What to produce
Add 140 to every coordinate in the answer point lists of the listing below, starting at the beginning of the listing and ending at the line containing "[[254, 311], [253, 296]]". Copy every other line in that span unchanged.

Point annotation records
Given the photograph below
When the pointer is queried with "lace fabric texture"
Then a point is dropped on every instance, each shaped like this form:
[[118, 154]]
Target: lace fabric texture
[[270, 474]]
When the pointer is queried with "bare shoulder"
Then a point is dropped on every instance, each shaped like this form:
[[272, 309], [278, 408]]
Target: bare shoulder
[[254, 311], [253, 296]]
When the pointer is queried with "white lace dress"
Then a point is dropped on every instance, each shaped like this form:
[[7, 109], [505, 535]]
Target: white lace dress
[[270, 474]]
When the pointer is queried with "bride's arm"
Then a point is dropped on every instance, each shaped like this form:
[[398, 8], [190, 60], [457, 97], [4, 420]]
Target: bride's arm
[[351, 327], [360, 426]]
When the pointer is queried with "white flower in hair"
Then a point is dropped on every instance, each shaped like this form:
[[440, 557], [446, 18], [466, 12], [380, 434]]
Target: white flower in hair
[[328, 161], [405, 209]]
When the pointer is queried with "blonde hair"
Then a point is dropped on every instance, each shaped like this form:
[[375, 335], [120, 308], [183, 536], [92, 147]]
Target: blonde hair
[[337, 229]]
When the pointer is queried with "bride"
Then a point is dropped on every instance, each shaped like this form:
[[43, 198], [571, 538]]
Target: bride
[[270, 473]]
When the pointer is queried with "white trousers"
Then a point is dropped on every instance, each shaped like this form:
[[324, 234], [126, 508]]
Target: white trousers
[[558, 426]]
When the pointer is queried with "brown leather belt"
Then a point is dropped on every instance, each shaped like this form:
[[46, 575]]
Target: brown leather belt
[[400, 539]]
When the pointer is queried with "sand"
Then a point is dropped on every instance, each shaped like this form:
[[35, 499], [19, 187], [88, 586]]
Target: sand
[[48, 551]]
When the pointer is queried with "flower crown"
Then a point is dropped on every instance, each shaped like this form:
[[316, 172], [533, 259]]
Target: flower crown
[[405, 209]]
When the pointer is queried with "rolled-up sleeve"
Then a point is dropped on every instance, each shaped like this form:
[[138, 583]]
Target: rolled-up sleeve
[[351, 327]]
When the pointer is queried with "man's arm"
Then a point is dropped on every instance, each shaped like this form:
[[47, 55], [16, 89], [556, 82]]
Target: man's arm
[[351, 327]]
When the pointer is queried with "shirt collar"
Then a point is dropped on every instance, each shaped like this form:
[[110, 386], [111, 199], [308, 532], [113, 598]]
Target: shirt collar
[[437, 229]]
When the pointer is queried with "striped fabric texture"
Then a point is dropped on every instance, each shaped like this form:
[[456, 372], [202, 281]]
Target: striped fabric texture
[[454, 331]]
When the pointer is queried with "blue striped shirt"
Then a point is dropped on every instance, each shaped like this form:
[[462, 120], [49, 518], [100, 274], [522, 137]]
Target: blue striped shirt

Worked answer
Given the photograph below
When the pointer is queried with "lace fabric texture"
Then a point is dropped on every instance, each shaped like this form:
[[118, 154]]
Target: lace fabric texture
[[410, 614]]
When the pointer is queried with "bare shoulder"
Then a point is dropped on every instance, each shaped like this form:
[[272, 309], [278, 408]]
Target: bare shoulder
[[394, 451], [393, 436]]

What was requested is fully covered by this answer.